═════ Task inputs

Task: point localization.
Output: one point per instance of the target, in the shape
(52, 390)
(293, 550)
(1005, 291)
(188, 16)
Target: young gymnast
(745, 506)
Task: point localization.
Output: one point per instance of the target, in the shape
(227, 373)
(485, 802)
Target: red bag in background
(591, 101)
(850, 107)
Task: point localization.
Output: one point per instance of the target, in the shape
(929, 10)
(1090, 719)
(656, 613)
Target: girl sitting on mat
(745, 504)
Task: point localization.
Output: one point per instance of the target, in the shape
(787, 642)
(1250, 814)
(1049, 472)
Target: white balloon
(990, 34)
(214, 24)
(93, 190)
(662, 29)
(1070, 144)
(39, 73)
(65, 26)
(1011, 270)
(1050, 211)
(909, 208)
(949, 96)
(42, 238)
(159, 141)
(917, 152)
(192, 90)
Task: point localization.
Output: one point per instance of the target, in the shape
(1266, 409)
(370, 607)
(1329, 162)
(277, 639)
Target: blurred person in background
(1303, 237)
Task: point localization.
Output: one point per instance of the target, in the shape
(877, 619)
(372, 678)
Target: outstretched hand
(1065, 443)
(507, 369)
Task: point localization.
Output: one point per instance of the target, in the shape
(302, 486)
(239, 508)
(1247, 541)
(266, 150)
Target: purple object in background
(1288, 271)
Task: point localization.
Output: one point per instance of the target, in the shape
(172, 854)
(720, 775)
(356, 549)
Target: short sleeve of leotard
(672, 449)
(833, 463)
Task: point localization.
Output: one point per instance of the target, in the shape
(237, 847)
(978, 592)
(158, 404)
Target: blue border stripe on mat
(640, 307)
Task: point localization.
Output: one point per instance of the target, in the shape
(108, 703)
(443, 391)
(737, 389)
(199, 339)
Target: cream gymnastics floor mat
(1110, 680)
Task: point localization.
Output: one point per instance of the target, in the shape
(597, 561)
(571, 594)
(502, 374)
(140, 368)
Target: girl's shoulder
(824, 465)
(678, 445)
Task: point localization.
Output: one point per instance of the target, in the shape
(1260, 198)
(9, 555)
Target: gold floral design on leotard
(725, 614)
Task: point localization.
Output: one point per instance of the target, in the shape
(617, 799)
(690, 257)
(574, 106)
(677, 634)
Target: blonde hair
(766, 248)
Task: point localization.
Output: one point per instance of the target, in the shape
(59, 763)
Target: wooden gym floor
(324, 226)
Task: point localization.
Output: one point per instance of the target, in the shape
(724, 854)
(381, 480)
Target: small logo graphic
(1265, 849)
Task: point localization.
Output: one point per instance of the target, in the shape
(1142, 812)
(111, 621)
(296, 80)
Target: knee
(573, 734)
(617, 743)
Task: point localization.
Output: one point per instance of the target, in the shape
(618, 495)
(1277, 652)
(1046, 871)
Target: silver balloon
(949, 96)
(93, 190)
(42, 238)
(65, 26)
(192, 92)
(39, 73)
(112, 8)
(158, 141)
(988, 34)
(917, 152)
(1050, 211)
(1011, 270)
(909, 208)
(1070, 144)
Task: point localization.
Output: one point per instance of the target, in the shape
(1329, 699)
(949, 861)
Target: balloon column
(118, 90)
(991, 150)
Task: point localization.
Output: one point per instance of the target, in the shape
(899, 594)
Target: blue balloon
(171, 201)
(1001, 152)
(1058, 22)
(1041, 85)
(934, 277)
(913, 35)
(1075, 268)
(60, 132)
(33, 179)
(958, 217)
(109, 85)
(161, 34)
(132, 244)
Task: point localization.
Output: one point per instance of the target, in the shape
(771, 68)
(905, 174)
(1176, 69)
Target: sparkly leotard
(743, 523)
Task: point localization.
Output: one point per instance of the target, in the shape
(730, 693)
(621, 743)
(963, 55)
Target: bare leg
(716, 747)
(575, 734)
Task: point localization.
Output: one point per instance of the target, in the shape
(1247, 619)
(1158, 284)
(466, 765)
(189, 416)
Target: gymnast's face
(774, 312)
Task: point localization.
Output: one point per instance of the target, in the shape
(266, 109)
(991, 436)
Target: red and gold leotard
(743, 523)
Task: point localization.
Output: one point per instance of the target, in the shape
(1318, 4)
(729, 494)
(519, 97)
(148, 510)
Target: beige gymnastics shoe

══════════

* **Job**:
State how many lines of the data above contain the word "girl", giving only the number.

* **Answer to the task**:
2